Recorded data
##############################
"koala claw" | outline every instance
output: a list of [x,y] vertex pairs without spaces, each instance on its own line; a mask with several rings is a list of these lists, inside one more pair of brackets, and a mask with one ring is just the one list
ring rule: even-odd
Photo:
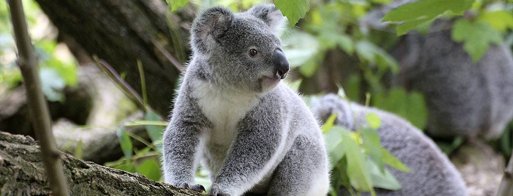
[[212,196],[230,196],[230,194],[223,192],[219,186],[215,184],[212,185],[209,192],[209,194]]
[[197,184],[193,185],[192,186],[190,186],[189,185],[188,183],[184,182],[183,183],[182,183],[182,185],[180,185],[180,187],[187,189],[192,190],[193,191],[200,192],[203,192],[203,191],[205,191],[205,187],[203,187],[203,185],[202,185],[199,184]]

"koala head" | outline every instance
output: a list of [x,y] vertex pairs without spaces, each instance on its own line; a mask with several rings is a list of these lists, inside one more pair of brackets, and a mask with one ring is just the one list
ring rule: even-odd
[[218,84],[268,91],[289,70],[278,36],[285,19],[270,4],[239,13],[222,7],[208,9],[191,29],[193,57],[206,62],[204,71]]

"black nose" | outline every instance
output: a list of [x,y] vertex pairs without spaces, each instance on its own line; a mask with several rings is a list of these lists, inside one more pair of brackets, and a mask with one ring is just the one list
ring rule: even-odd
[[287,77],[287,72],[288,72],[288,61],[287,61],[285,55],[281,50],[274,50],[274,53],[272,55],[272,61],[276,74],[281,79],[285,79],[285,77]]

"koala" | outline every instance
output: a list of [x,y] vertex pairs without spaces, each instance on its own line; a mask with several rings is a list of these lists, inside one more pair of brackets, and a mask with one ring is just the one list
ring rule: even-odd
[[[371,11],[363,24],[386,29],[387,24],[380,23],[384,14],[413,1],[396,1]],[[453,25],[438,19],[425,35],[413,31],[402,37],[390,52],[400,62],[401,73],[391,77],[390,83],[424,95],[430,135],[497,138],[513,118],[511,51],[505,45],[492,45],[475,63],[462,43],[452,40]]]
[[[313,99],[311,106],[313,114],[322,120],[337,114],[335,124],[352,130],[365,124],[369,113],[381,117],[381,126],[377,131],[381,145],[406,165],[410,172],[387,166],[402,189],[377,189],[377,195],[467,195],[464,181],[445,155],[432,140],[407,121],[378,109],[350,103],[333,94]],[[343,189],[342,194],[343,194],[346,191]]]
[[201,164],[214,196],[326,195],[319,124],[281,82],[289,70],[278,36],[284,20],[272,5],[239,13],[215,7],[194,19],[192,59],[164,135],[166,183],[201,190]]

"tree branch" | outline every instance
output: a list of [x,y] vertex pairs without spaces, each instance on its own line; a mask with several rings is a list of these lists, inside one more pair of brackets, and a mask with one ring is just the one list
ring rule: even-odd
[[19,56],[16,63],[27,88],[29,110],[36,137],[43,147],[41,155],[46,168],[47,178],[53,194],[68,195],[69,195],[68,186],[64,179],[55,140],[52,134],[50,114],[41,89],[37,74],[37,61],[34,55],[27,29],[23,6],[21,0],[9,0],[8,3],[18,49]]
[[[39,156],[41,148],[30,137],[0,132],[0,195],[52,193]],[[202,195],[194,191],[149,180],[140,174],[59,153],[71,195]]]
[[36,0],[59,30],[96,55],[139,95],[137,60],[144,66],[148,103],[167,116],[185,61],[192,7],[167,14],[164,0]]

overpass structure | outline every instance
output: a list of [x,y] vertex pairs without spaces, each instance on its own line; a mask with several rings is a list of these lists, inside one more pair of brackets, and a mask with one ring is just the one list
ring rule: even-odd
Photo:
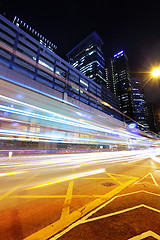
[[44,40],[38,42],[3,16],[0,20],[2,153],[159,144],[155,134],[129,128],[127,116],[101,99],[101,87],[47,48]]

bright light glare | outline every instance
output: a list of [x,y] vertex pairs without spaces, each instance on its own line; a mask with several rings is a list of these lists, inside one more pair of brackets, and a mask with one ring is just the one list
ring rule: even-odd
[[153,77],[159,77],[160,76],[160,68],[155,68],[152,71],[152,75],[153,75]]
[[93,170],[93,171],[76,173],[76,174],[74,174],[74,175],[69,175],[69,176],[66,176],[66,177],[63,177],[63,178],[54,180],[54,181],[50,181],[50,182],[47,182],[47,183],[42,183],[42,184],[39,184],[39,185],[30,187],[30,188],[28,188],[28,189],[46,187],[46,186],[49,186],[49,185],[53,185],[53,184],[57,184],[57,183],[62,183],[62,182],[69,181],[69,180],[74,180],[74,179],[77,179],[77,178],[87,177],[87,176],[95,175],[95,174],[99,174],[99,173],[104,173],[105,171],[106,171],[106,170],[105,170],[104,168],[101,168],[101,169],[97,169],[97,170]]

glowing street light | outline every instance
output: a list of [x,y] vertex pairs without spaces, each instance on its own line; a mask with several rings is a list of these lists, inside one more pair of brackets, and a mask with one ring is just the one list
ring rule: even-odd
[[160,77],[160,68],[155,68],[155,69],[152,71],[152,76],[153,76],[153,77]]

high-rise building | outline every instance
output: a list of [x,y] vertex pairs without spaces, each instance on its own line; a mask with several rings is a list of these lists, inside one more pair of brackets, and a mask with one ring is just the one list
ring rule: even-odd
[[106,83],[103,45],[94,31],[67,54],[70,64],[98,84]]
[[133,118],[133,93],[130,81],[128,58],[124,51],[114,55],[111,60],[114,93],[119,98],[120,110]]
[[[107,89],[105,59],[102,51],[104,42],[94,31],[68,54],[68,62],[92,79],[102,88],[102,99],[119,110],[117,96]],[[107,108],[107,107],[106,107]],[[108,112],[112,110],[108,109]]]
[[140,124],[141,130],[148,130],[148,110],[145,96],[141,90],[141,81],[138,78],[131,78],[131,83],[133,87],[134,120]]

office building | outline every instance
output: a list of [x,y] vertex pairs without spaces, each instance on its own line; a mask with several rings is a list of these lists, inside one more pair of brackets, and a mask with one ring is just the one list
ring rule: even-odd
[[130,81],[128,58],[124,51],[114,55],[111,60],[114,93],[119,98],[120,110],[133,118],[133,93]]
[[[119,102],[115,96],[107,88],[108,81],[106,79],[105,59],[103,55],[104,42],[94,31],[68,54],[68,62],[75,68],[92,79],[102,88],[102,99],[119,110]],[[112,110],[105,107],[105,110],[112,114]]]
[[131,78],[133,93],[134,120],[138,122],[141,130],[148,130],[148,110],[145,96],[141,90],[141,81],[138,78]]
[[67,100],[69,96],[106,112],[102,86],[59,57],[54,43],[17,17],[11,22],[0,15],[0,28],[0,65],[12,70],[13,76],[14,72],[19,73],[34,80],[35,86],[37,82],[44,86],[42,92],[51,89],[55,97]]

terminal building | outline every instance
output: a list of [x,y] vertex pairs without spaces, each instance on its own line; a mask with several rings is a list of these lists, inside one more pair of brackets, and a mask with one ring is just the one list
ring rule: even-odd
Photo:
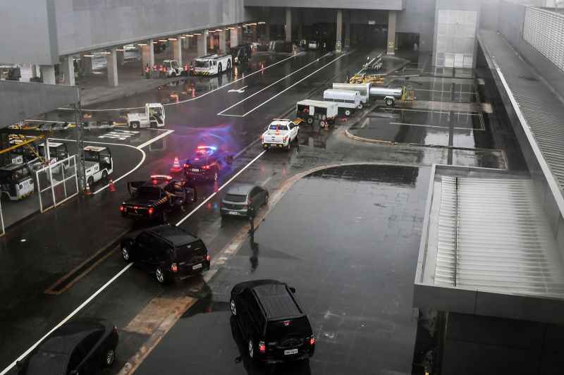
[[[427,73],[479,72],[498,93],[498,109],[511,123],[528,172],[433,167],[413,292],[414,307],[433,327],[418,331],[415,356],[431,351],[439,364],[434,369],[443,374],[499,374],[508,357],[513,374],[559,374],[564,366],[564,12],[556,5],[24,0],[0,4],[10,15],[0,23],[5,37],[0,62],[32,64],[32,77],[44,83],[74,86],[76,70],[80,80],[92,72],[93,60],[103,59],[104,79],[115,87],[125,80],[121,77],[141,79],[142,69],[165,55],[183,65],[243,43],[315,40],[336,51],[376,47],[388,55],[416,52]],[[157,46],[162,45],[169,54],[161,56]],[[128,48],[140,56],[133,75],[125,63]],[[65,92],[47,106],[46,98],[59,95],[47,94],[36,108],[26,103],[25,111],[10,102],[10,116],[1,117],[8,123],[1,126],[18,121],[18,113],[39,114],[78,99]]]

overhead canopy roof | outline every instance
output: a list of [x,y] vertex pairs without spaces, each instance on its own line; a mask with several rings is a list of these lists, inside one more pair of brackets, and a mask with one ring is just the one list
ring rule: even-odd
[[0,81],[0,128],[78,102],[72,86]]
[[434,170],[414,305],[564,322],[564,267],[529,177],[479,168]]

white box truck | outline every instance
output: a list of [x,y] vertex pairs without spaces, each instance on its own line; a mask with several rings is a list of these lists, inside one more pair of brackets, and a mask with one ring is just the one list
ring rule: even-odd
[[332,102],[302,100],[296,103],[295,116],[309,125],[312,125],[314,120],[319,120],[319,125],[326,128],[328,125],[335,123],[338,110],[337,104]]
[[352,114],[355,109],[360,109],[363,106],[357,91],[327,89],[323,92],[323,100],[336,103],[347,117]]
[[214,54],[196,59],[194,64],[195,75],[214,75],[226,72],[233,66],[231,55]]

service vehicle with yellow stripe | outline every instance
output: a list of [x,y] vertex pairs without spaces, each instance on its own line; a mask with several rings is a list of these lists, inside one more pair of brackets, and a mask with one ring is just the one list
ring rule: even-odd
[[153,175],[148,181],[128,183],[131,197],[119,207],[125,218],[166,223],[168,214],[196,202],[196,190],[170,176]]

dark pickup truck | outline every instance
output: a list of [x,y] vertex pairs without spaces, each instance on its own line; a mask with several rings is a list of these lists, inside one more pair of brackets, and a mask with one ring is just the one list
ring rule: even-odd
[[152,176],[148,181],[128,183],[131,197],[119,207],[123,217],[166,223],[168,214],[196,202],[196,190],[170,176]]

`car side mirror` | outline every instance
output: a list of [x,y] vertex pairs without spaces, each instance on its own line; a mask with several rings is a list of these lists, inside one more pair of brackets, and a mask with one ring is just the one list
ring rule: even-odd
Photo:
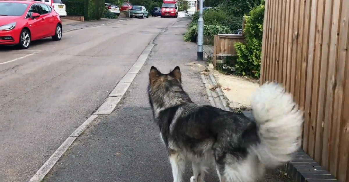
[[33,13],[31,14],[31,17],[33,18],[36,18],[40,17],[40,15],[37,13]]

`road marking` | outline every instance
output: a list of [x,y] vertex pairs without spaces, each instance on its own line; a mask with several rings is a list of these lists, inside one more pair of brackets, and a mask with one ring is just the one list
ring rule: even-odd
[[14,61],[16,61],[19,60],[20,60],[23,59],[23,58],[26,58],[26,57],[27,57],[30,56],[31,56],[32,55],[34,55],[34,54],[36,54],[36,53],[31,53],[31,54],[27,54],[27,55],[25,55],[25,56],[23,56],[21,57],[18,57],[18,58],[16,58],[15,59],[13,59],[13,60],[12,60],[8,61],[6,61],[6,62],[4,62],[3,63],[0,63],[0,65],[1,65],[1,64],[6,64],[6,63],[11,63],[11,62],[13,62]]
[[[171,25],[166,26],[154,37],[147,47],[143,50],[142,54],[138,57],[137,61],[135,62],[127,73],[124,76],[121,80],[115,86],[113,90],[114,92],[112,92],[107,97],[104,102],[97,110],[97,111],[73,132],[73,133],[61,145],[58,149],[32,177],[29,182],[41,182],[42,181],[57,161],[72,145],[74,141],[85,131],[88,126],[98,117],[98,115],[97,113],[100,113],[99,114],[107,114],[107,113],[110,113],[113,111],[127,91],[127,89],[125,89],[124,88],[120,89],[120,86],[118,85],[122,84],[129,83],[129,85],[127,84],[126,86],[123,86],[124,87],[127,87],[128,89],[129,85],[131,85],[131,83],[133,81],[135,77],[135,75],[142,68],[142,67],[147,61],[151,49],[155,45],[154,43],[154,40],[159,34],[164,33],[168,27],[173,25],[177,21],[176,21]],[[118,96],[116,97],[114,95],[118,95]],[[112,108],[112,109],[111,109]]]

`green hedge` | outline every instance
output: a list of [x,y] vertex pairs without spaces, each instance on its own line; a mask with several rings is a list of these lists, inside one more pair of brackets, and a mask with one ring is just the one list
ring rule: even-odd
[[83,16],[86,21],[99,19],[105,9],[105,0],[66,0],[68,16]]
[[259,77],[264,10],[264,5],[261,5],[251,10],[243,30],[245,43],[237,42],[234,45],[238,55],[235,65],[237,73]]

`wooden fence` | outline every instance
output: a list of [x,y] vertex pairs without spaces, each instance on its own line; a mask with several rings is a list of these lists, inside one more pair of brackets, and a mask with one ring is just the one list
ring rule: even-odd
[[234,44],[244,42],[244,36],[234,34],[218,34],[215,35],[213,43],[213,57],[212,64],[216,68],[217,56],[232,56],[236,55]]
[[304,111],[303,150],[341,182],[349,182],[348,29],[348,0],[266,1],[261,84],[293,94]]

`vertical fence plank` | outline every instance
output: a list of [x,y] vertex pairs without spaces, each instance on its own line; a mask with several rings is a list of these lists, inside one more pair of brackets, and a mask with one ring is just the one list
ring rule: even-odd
##############################
Extract every line of the entries above that contains the word "building". Case counts.

#### Task solution:
high-rise building | outline every instance
office building | outline every instance
terminal building | outline every instance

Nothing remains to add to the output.